WAT TE DOEN:
a - Op welke datum verklaarde de rechtbank Den Haag volgens de tekst over de uitspraak van de Raad van State het beroep van de vreemdeling ongegrond?
b - Schrijf de tekst over de uitspraak van de Raad van State verder, te beginnen na de laatste zin.

── GEGEVEN TEKST ──

ECLI:NL:RVS:2022:3834
Raad van State
- Hoger beroep
- Rechtspraak.nl
Bevestiging van de uitspraak van de rechtbank Den Haag inzake inreisverbod en vertrek uit de Europese Unie
Op 20 december 2022 heeft de Afdeling bestuursrechtspraak van de Raad van State uitspraak gedaan in een hoger beroep van een vreemdeling tegen een besluit van de staatssecretaris van Justitie en Veiligheid. Dit besluit, genomen op 13 september 2022, verplichtte de vreemdeling om de Europese Unie onmiddellijk te verlaten en bevatte een inreisverbod. De rechtbank Den Haag had op 9 november 2022 het beroep van de vreemdeling ongegrond verklaard, waarop de vreemdeling in hoger beroep ging, vertegenwoordigd door mr. R.W. Koevoets, advocaat te Hoek.

───
── GEGEVENSVERZAMELING ──

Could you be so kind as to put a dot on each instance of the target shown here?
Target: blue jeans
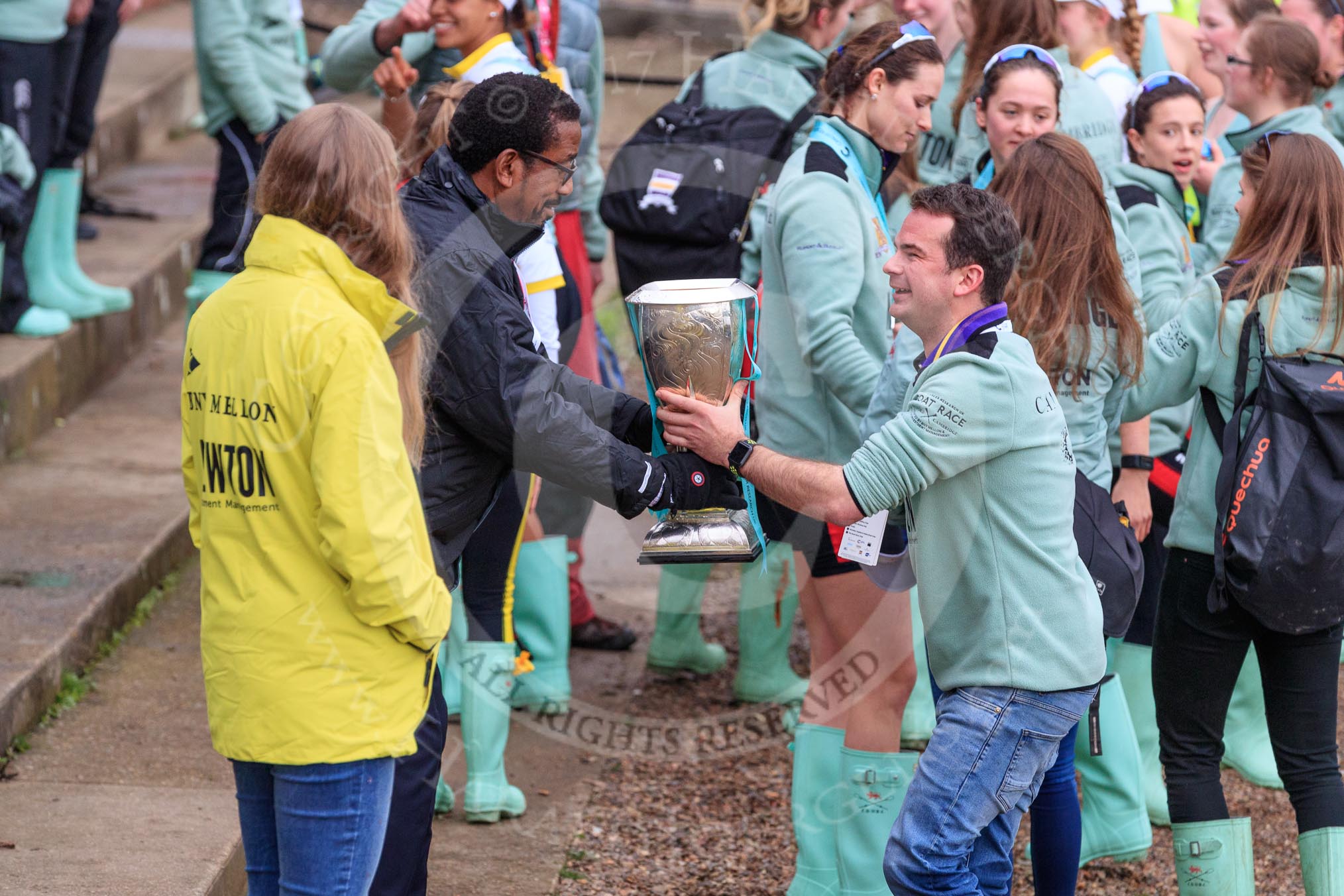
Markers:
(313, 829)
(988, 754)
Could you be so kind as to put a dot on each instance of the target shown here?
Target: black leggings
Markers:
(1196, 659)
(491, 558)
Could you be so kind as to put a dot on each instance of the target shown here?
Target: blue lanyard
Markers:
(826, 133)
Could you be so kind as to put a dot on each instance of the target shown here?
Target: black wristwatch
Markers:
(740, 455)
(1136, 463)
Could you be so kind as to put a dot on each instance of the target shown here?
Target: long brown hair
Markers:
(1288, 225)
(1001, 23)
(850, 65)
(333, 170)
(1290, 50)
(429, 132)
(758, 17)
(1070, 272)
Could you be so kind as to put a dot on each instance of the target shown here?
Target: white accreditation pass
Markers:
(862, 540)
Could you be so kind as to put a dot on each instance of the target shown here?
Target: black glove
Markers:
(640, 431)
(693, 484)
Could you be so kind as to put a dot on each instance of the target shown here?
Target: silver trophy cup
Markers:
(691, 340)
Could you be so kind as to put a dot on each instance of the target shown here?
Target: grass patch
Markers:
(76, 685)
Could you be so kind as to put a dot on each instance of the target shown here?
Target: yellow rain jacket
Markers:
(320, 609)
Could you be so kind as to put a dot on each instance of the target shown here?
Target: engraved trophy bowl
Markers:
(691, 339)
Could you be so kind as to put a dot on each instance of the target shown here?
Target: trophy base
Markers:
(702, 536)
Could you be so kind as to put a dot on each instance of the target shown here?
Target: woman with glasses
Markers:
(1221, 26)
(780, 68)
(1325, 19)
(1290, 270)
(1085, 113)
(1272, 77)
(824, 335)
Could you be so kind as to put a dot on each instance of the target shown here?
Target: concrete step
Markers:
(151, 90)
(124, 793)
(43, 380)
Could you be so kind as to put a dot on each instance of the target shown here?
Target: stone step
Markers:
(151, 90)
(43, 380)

───
── GEGEVENSVERZAMELING ──

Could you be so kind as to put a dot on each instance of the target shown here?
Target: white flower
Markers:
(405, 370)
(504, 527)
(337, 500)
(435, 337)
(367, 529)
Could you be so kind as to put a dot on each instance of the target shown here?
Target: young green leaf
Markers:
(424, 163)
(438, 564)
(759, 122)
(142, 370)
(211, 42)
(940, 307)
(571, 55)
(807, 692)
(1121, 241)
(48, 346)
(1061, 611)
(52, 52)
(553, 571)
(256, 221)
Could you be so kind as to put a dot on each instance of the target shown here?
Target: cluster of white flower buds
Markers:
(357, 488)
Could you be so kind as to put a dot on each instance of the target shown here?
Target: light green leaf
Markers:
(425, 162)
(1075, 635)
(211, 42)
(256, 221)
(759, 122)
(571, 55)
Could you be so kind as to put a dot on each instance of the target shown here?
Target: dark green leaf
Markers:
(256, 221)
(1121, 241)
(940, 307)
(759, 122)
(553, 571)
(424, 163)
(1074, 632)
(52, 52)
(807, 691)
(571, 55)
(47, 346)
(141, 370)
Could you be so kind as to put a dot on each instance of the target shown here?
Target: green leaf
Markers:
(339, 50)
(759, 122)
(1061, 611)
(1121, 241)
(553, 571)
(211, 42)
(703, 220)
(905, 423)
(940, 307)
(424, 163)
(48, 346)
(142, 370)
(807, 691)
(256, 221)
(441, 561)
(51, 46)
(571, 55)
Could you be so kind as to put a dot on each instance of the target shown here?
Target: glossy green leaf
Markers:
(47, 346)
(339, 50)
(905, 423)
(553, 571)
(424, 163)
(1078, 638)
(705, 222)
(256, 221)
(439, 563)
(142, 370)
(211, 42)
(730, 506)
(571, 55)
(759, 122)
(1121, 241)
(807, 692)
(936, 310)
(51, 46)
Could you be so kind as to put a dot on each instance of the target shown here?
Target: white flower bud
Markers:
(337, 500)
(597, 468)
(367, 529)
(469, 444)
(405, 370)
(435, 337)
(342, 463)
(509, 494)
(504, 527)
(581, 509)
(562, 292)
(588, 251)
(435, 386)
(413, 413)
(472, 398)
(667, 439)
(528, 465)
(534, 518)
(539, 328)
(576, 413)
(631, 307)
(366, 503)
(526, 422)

───

RESULTATEN OPDRACHTEN:
a - Op 9 november 2022.

b -
De Raad van State oordeelde dat het hoger beroep niet leidt tot vernietiging van de uitspraak van de rechtbank. De reden hiervoor is dat het hogerberoepschrift geen vragen bevat die in het belang van de rechtseenheid, de rechtsontwikkeling of de rechtsbescherming in algemene zin beantwoord moeten worden. De rechtsvraag die in het hoger beroep aan de orde is, is eerder door de Afdeling beantwoord, waardoor er geen aanleiding is om in dit geval anders te oordelen.
Uiteindelijk bevestigde de Raad van State de uitspraak van de rechtbank en oordeelde dat de staatssecretaris geen proceskosten hoeft te vergoeden. De uitspraak is gedaan door mr. B. Meijer, lid van de enkelvoudige kamer, in tegenwoordigheid van mr. M.W. Schippers, griffier.